__Task instructions__
Reproduce everything from "To all of you" down to "the wall.....for years." in the passage on medical residency, keeping every word and mark unchanged.

__Source extract__
To all of you residents who objectively (not narcisstically or egoistically) see your work as very good and notice colleague residents are lacking, these same guys will likely graduate. Residencies rarely kick out bad residents even when it's apparent they will not be good physicians. Medstudents have a false notion that all attendings are good. No. Many are terrible but were allowed to graduate and then practice. The bar for removing problematic residents and attendings...well look at it this way, the doctor who prescribed THE MOST amount of opioids in America and was clearly running a pill-mill did so for > 10 years despite that the writing was on the wall.....for years.
While I understand this thinking, it is frustrating as an intern to be treated as a glorified medical student on psych rotations. When we rotate through IM or Neuro, we're expected to evaluate and care for patients in medically tenious positions. Those attendings are present, but give us enough space to come up with plans and to take care of problems on our own without constantly micromanaging. Even my most directly involved IM attending was much more hands off than a chunk of psych attendings I've worked with this year.

__Given information__
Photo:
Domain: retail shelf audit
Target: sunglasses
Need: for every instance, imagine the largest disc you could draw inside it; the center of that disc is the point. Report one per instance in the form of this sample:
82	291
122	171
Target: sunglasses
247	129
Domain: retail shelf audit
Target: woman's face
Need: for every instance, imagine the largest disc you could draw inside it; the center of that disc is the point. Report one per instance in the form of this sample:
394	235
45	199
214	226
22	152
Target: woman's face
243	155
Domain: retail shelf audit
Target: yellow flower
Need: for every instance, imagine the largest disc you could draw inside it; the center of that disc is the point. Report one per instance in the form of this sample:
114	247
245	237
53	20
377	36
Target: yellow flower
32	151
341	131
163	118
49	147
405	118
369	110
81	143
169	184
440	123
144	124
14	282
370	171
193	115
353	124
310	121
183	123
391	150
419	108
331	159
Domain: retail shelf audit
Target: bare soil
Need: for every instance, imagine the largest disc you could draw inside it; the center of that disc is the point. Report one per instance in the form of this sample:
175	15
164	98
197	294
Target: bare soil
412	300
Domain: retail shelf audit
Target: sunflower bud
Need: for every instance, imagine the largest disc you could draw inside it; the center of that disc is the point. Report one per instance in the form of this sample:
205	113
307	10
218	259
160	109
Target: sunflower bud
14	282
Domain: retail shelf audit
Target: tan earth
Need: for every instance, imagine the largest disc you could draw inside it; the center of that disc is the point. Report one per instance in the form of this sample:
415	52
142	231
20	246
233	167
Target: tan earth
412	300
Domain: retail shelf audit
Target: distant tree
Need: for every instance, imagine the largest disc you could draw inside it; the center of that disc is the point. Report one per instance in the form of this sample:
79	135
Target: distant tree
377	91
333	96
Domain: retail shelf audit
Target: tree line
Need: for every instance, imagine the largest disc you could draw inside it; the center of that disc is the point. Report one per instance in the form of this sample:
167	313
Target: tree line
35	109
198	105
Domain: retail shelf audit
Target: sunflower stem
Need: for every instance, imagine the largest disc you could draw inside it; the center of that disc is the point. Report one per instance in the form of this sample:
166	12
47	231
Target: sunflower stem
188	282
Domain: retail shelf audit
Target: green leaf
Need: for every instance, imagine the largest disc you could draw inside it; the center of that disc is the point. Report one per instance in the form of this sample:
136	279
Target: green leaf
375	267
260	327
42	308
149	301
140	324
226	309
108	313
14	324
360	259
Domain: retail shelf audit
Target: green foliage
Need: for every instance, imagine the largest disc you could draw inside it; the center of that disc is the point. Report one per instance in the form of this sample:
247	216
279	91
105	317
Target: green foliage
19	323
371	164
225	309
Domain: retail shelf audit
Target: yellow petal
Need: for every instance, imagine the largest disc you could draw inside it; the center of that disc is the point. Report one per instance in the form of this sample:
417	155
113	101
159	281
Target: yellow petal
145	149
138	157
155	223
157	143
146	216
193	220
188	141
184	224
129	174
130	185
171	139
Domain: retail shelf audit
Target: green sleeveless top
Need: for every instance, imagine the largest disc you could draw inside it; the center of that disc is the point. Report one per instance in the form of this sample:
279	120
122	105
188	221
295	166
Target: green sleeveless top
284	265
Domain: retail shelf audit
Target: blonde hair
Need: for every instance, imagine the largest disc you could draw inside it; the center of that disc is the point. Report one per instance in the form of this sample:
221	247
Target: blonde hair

__Task response__
To all of you residents who objectively (not narcisstically or egoistically) see your work as very good and notice colleague residents are lacking, these same guys will likely graduate. Residencies rarely kick out bad residents even when it's apparent they will not be good physicians. Medstudents have a false notion that all attendings are good. No. Many are terrible but were allowed to graduate and then practice. The bar for removing problematic residents and attendings...well look at it this way, the doctor who prescribed THE MOST amount of opioids in America and was clearly running a pill-mill did so for > 10 years despite that the writing was on the wall.....for years.